• [Task prompt] Identify every line in the items below that contains the word "skyline", and copy each of those lines.
"""
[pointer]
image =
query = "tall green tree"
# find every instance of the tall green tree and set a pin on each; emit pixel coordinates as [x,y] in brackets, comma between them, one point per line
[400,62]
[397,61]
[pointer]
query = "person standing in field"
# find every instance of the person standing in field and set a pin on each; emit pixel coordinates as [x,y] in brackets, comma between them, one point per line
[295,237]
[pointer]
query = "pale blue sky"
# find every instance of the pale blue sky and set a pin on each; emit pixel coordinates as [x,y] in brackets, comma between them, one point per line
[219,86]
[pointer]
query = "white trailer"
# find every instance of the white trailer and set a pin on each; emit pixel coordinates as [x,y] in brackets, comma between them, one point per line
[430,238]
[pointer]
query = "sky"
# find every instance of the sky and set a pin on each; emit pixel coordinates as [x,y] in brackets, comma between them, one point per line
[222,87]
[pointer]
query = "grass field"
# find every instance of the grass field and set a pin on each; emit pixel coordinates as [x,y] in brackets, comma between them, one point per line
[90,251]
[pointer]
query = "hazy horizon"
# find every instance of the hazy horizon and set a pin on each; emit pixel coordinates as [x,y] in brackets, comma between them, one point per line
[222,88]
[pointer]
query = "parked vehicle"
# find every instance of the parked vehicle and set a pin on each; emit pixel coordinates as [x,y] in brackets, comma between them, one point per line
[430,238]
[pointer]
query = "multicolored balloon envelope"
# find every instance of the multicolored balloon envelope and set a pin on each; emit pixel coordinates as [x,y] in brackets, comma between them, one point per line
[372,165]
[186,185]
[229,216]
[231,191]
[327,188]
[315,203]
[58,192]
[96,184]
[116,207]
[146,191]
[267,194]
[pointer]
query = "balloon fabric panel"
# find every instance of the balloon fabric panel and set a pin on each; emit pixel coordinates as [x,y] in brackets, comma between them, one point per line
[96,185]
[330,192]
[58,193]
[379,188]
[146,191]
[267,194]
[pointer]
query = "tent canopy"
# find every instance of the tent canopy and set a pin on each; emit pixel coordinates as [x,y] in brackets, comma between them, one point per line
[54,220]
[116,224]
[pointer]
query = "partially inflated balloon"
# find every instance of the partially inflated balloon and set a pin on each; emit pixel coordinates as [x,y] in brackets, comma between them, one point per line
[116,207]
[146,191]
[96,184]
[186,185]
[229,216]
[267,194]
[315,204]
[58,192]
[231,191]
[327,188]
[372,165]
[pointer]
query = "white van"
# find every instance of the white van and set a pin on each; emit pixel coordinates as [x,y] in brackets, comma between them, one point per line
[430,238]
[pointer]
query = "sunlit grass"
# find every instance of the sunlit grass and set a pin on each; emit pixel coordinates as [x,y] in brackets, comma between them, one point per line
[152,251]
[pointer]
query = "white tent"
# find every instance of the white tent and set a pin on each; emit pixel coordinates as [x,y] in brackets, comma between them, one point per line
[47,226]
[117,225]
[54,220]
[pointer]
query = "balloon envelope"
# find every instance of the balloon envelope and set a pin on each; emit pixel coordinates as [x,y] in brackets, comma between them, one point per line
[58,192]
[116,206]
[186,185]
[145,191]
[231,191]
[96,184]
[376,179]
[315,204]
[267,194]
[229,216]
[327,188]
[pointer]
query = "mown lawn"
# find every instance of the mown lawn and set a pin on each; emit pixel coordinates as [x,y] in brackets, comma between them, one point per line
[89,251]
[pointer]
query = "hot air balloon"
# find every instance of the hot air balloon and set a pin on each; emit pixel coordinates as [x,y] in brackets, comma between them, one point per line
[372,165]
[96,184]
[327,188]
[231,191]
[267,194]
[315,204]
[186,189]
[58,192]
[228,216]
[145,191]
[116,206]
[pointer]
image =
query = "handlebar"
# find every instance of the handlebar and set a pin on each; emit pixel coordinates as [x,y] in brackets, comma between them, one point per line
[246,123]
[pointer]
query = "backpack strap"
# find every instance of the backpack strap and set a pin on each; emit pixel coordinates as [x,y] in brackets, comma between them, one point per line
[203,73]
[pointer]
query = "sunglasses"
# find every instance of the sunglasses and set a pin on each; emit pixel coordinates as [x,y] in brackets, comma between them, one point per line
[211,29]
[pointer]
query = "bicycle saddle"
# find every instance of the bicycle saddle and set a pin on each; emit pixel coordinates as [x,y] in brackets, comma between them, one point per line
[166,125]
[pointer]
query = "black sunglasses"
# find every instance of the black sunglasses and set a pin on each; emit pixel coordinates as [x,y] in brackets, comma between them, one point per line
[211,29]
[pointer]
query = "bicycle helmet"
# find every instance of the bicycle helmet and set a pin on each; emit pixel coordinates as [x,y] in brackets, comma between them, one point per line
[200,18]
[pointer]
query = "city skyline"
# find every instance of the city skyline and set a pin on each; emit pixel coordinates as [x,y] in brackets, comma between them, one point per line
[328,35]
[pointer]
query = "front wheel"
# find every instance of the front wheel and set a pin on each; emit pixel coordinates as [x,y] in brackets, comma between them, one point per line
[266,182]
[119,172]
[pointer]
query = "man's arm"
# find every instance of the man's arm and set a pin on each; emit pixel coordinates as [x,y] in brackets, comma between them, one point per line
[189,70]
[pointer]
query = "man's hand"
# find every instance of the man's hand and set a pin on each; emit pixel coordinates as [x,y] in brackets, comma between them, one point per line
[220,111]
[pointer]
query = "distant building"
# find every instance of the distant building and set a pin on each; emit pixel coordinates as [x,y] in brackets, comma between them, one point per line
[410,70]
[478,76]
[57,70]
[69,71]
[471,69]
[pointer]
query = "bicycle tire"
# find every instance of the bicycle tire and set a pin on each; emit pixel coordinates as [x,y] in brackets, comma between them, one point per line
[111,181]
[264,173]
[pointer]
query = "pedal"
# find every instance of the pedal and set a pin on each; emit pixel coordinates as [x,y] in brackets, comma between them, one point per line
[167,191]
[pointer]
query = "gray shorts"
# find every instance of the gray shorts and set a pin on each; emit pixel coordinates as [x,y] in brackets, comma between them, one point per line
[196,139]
"""
"""
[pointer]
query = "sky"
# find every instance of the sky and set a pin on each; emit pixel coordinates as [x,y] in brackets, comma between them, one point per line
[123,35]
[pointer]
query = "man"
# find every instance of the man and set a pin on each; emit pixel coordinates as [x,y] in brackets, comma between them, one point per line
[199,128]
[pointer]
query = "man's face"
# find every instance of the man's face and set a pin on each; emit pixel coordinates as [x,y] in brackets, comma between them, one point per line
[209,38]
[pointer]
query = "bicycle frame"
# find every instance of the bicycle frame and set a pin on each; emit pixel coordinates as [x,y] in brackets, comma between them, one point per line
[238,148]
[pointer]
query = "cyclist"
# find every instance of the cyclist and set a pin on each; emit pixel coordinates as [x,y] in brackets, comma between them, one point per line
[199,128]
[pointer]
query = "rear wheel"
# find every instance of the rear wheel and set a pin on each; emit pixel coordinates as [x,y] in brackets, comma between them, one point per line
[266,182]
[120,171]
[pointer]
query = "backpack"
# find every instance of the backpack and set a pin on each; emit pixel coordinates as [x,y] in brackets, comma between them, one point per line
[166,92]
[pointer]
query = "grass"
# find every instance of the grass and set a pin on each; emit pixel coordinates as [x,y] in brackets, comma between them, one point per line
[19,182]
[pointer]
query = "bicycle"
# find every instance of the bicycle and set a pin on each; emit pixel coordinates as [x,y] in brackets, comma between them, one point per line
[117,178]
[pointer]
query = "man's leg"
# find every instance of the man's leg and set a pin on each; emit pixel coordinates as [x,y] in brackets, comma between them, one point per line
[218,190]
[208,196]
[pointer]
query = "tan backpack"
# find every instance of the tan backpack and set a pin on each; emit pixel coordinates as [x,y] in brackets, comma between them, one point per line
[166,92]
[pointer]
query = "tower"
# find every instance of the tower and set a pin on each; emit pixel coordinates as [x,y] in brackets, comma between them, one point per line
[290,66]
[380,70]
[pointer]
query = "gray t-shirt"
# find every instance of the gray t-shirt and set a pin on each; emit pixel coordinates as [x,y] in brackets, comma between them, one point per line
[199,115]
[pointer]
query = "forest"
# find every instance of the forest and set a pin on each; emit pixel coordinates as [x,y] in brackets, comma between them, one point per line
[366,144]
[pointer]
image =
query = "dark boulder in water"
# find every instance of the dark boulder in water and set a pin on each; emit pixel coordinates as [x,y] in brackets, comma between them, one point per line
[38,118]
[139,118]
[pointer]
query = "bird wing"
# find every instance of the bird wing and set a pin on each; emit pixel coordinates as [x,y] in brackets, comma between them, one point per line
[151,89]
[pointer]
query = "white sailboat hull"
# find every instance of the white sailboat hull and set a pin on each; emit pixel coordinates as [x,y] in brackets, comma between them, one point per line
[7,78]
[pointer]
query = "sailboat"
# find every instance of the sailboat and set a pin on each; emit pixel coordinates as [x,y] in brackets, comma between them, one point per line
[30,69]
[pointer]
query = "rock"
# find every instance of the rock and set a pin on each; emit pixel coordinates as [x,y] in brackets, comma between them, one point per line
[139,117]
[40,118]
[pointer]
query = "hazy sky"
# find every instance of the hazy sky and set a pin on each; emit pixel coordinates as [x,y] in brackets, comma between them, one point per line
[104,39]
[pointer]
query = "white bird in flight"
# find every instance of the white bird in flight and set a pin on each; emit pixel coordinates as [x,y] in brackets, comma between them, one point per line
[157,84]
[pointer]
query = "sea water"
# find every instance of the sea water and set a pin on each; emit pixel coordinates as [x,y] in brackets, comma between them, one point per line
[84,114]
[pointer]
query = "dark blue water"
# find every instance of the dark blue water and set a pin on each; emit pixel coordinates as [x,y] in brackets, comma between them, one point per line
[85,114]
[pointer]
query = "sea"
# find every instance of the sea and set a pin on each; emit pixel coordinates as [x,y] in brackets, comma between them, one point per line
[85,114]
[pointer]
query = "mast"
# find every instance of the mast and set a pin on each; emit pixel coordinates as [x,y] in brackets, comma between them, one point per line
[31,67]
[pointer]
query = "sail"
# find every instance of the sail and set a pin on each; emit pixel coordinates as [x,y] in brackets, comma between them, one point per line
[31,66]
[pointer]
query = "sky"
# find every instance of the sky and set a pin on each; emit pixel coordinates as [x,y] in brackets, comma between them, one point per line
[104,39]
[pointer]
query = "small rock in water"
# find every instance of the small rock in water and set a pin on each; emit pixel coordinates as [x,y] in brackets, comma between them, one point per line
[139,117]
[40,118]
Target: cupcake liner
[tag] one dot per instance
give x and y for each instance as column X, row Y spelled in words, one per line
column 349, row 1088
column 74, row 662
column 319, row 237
"""
• [Solution to this problem]
query = "city skyline"
# find every instance of the city skyline and set a pin on each; emit pixel coordinates as [x,y] in brackets, comma between them, one point per line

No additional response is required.